Start of Exercise inputs
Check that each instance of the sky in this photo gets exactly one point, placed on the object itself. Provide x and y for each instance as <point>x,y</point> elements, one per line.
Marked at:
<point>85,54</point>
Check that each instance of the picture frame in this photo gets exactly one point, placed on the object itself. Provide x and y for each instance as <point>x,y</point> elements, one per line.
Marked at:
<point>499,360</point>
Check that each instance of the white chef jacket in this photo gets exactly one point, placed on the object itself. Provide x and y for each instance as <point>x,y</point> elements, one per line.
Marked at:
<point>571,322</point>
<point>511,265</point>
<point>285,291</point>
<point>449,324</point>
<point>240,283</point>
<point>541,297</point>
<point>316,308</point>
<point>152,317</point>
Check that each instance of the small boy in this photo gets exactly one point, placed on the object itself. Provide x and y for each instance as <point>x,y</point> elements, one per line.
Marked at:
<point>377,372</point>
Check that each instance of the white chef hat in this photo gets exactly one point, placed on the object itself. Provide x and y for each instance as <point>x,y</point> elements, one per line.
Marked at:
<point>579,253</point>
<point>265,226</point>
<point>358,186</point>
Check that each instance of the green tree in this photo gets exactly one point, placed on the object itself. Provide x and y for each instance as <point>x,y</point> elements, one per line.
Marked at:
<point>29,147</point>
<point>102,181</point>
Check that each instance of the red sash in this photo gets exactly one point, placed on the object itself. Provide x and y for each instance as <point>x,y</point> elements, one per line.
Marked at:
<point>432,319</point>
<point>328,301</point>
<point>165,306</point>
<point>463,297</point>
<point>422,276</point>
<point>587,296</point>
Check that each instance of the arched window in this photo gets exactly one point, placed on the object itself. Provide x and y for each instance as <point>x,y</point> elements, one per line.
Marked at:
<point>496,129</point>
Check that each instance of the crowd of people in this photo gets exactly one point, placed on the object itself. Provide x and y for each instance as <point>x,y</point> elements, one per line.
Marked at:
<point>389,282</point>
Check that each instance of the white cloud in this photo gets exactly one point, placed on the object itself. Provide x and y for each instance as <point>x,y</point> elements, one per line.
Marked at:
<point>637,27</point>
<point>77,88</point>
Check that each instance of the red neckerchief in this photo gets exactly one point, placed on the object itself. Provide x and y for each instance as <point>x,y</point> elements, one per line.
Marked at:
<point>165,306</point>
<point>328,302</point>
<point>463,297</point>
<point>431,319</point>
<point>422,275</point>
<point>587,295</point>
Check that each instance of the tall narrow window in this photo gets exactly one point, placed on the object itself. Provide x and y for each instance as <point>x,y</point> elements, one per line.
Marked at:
End of Exercise inputs
Exercise directions> All of the records should be transcribed exactly, with nothing left out.

Task answer>
Check that each instance of the sky in this photo gets exactly one point, placed on the object itself. Provide x and y for each instance as <point>x,y</point> elements, one per line.
Marked at:
<point>85,54</point>
Check that each instance of the picture frame in this photo gets exactly one point, placed on the object itself. Provide x and y for each instance as <point>x,y</point> elements, one per line.
Marked at:
<point>499,360</point>
Check that each instance of the white chef jacket in this photo gets exactly one point, placed on the object itself. Provide x and y for each instance as <point>x,y</point> elements, one per line.
Marked at:
<point>571,322</point>
<point>511,265</point>
<point>285,291</point>
<point>449,324</point>
<point>240,283</point>
<point>541,297</point>
<point>316,308</point>
<point>152,317</point>
Check that each instance of the small boy in this photo gets exactly one point, placed on the object itself. Provide x and y for each instance as <point>x,y</point> elements, one per line.
Marked at:
<point>377,372</point>
Check that each instance of the white chef hat in this photo gets exactly one point, placed on the object itself. Provide x and y for each instance as <point>x,y</point> elements, one per line.
Marked at:
<point>579,253</point>
<point>265,226</point>
<point>358,186</point>
Check that each instance of the green tree in this photo gets exactly one point, placed on the object itself. Provide x and y for each instance as <point>x,y</point> elements, one per line.
Marked at:
<point>29,147</point>
<point>102,181</point>
Check that each instance of the red sash in this photo gets exactly one point, placed on the object itself. Provide x and y for each instance as <point>x,y</point> elements, one per line.
Marked at:
<point>432,319</point>
<point>328,301</point>
<point>165,306</point>
<point>463,297</point>
<point>422,276</point>
<point>587,296</point>
Check that each instance of the arched window in this photo gets exactly one point, placed on the object itself. Provide x and y for each instance as <point>x,y</point> elements, one per line.
Marked at:
<point>496,129</point>
Check that each instance of the crowd of people in this photo gets exactly one point, placed on the object itself. Provide x and y for each instance as <point>x,y</point> elements, one per line.
Marked at:
<point>389,282</point>
Check that each instance of the white cloud in this photo gets exactly one point, placed on the object itself. Provide x and y for each instance as <point>x,y</point> elements, one per line.
Marked at:
<point>637,27</point>
<point>77,88</point>
Check that each instance of the red neckerchief in this photo gets exactly one point, placed on the object itself. Provide x and y for each instance as <point>x,y</point> elements, one per line.
Marked at:
<point>165,306</point>
<point>328,302</point>
<point>463,297</point>
<point>431,319</point>
<point>422,275</point>
<point>587,295</point>
Check that each instance of the tall narrow window in this photo gets exactly one point, placed on the object itself. Provide x and y for each instance as <point>x,y</point> elements, one per line.
Marked at:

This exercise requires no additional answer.